- [Entries provided]
******
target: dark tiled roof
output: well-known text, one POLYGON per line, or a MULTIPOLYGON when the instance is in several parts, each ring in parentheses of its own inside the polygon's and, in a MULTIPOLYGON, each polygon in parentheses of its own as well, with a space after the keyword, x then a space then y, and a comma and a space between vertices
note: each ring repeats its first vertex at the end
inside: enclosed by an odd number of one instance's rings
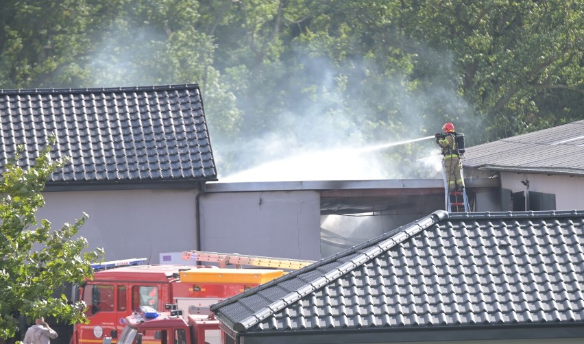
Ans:
POLYGON ((584 175, 584 121, 467 147, 463 164, 492 171, 584 175))
POLYGON ((25 146, 23 166, 56 133, 53 158, 72 164, 53 182, 216 180, 197 84, 0 90, 0 169, 25 146))
POLYGON ((212 310, 241 335, 357 332, 354 343, 368 332, 582 328, 583 243, 583 211, 438 211, 212 310))

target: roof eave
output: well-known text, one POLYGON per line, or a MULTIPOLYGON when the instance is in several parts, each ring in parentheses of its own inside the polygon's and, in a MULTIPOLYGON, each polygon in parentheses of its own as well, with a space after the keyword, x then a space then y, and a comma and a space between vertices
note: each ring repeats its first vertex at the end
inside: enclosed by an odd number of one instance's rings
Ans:
MULTIPOLYGON (((233 334, 233 332, 232 332, 233 334)), ((487 341, 505 339, 552 339, 584 338, 584 323, 485 324, 468 326, 350 328, 314 330, 271 330, 261 332, 236 332, 246 344, 291 344, 304 343, 369 343, 487 341)))
POLYGON ((470 166, 467 168, 499 172, 515 172, 518 173, 535 173, 546 175, 584 175, 584 171, 576 169, 554 169, 549 167, 524 167, 515 166, 499 166, 493 164, 470 166))

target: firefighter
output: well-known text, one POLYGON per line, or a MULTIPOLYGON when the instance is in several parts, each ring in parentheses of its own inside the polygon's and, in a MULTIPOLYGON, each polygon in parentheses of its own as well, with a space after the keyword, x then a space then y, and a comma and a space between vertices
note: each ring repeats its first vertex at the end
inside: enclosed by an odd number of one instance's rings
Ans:
POLYGON ((462 190, 464 180, 461 174, 462 164, 457 147, 454 126, 448 122, 442 127, 443 133, 436 134, 436 142, 442 149, 442 164, 448 182, 448 191, 462 190))
POLYGON ((36 318, 34 325, 28 328, 23 340, 24 344, 50 344, 51 339, 57 338, 58 335, 54 330, 45 322, 44 317, 36 318))

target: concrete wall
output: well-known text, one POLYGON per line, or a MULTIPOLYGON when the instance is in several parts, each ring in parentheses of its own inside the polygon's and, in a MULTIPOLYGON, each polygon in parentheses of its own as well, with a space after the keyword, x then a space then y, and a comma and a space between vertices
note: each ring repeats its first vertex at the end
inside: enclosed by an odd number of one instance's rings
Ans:
POLYGON ((527 190, 522 181, 529 182, 530 191, 556 195, 557 210, 584 209, 584 177, 501 172, 501 187, 516 193, 527 190))
POLYGON ((320 197, 310 191, 206 193, 202 251, 320 258, 320 197))
POLYGON ((46 192, 38 219, 59 228, 83 212, 89 219, 80 235, 89 248, 104 247, 106 260, 150 258, 160 252, 195 249, 195 198, 193 189, 46 192))

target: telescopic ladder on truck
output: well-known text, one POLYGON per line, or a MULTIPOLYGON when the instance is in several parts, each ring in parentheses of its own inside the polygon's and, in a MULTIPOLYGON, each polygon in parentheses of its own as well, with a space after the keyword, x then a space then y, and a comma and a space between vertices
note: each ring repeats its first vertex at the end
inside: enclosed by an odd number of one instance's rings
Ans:
POLYGON ((242 265, 254 267, 273 267, 288 270, 297 270, 313 263, 313 260, 299 260, 260 256, 247 256, 239 254, 223 254, 218 252, 206 252, 204 251, 189 251, 182 252, 182 259, 219 263, 219 267, 226 267, 228 265, 241 268, 242 265))
MULTIPOLYGON (((468 206, 468 198, 466 196, 466 188, 456 191, 448 191, 448 179, 446 177, 446 170, 442 165, 442 177, 444 180, 444 193, 446 200, 446 211, 448 212, 468 212, 470 207, 468 206)), ((461 169, 461 177, 464 180, 463 169, 461 169)))

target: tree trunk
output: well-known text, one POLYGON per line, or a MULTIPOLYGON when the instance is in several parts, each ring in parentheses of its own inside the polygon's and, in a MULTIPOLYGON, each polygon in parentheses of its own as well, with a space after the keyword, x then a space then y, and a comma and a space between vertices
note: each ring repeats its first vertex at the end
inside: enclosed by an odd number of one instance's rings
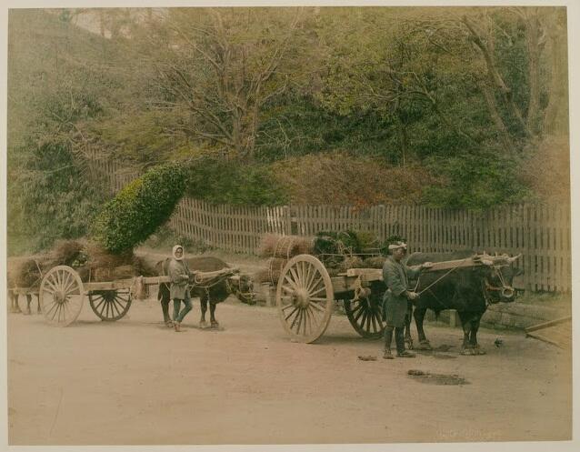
******
- [To be done] Please reproduce all of the data above word for word, leaving the pictures out.

- [Response for this exercise]
target: dark tiled roof
output: well-known text, one POLYGON per line, or a MULTIPOLYGON when the instance is in several parts, each ring in parentheses of its own inside the polygon's and, in a MULTIPOLYGON, each polygon in parentheses of its own as well, with a space after the keyword, x then a space then y, and a comma and a space between vertices
note: each ring repeats its first vertex at the end
inside: enclosed by an odd number of one instance's rings
Ans:
POLYGON ((584 175, 584 121, 467 147, 463 164, 492 171, 584 175))
POLYGON ((25 146, 23 166, 56 133, 53 158, 72 164, 53 182, 216 180, 197 84, 0 90, 0 169, 25 146))
POLYGON ((212 310, 241 335, 357 332, 354 343, 368 332, 582 328, 583 243, 583 211, 438 211, 212 310))

target: roof eave
output: well-known text, one POLYGON per line, or a MULTIPOLYGON when the instance is in several parts, each ring in parentheses of its own inside the polygon's and, in a MULTIPOLYGON, each polygon in parentheses of its own as well, with a space after the keyword, x then a space then y, and a comma and a space between vertices
note: each ring repeats its first vertex at the end
inside: enclosed by an odd number of one instance's rings
Ans:
MULTIPOLYGON (((233 334, 233 332, 232 332, 233 334)), ((487 341, 505 339, 552 339, 584 338, 584 323, 485 324, 468 326, 350 328, 314 330, 271 330, 261 332, 236 332, 246 344, 291 344, 304 343, 369 343, 487 341)))
POLYGON ((470 166, 467 168, 499 172, 515 172, 518 173, 535 173, 546 175, 584 175, 584 171, 576 169, 554 169, 549 167, 524 167, 515 166, 499 166, 493 164, 470 166))

target: firefighter
output: well-known text, one POLYGON per line, or a MULTIPOLYGON when the instance is in several parts, each ring in parentheses of its own inside the polygon's and, in a MULTIPOLYGON, each polygon in parentheses of its own as well, with a space after the keyword, x then a space then y, and a comma and a space between vertices
note: each ring repeats its first vertex at the end
inside: enclosed by an odd number of one instance's rings
Ans:
POLYGON ((462 190, 464 180, 461 174, 462 164, 457 147, 454 126, 448 122, 442 127, 443 133, 436 134, 436 142, 442 149, 442 164, 448 182, 448 191, 462 190))
POLYGON ((36 318, 34 325, 28 328, 23 340, 24 344, 50 344, 51 339, 57 338, 58 335, 54 330, 45 322, 44 317, 36 318))

target: concrete wall
output: well-known text, one POLYGON per line, or a MULTIPOLYGON when the instance is in several parts, each ring in parentheses of its own inside the polygon's and, in a MULTIPOLYGON, each polygon in parentheses of its own as well, with a space after the keyword, x then a space then y, and a comma and a space between vertices
note: each ring repeats its first vertex at the end
inside: enclosed by an odd number of one instance's rings
Ans:
POLYGON ((527 190, 522 181, 529 182, 530 191, 556 195, 557 210, 584 209, 584 177, 501 172, 501 187, 516 193, 527 190))
POLYGON ((320 197, 310 191, 206 193, 202 251, 320 258, 320 197))
POLYGON ((46 192, 38 219, 59 228, 83 212, 89 219, 80 235, 89 248, 104 247, 106 260, 150 258, 160 252, 195 249, 195 198, 193 189, 46 192))

target: telescopic ladder on truck
output: well-known text, one POLYGON per line, or a MULTIPOLYGON when the instance is in several parts, each ring in parentheses of its own inside the polygon's and, in a MULTIPOLYGON, each polygon in parentheses of its own as well, with a space after the keyword, x then a space then y, and a comma and a space between vertices
note: each ring repeats its first vertex at the end
inside: enclosed by an odd number of one instance's rings
Ans:
POLYGON ((242 265, 254 267, 273 267, 288 270, 297 270, 313 263, 313 260, 299 260, 260 256, 247 256, 239 254, 223 254, 218 252, 206 252, 204 251, 189 251, 182 252, 182 259, 219 263, 219 267, 226 267, 228 265, 241 268, 242 265))
MULTIPOLYGON (((468 206, 468 198, 466 196, 466 188, 456 191, 448 191, 448 179, 446 177, 446 170, 442 165, 442 177, 444 180, 444 193, 446 200, 446 211, 448 212, 468 212, 470 207, 468 206)), ((461 169, 461 177, 464 180, 463 169, 461 169)))

target: tree trunk
output: well-known text, one POLYGON per line, or a MULTIPOLYGON when the instance is in several parts, each ring in parentheses of its own inside the polygon's and, in a MULTIPOLYGON, each polygon in parentheses of its own as well, with a space after the keyword, x then a space then y, and a comma and a space between vertices
note: each ring repeats its first vertex at the end
inside: enclosed by an odd number of one instance's rings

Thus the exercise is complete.